> **Data provided**
= Beginning of Section =

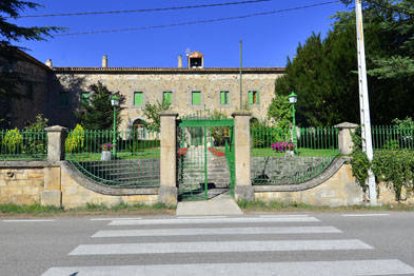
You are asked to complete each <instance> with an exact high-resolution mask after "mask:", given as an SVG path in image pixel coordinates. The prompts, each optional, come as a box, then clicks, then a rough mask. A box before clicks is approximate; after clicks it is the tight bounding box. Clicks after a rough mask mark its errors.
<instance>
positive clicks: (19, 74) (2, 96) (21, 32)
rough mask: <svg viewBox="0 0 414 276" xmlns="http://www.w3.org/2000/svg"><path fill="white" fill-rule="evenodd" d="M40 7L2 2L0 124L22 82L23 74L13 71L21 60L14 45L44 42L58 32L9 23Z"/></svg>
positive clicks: (17, 94)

= End of Section =

Retype the lines of the records above without any change, leaving out the pictures.

You are asked to complete each <instance> with an exact high-resolution mask after "mask:", given as an SVG path in image pixel coordinates. The prompts, each optional, come as a box, then clicks, then a rough mask. A box before clicks is approximate; after clicks it is the tight bounding box. Clicks after a rough mask mark its errors.
<instance>
positive clicks: (19, 74) (2, 96) (21, 32)
rough mask: <svg viewBox="0 0 414 276" xmlns="http://www.w3.org/2000/svg"><path fill="white" fill-rule="evenodd" d="M40 7L2 2L0 124L22 82L23 74L13 71L21 60L14 45L44 42L58 32L9 23Z"/></svg>
positive clicks: (17, 94)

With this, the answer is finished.